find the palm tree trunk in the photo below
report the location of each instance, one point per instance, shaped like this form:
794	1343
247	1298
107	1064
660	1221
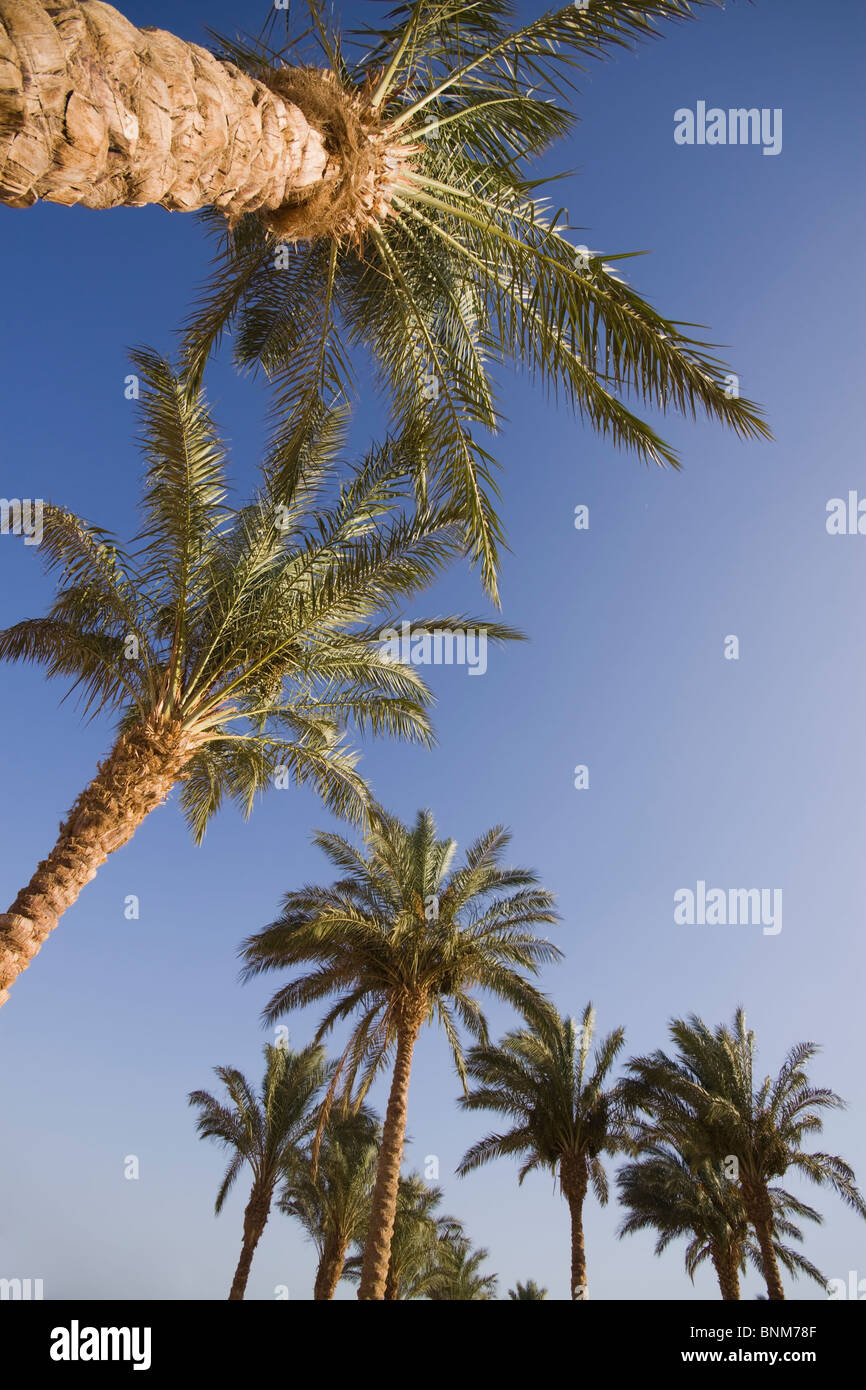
----
GIVEN EXERCISE: Extract every line of text from the records above without changing any wording or numbers, and leave the picture out.

ANSWER TO THE PROBLEM:
find the palm tree trunk in the photo below
report the location of each instance, one point per instance, shaped like this form:
794	1343
247	1298
107	1064
660	1221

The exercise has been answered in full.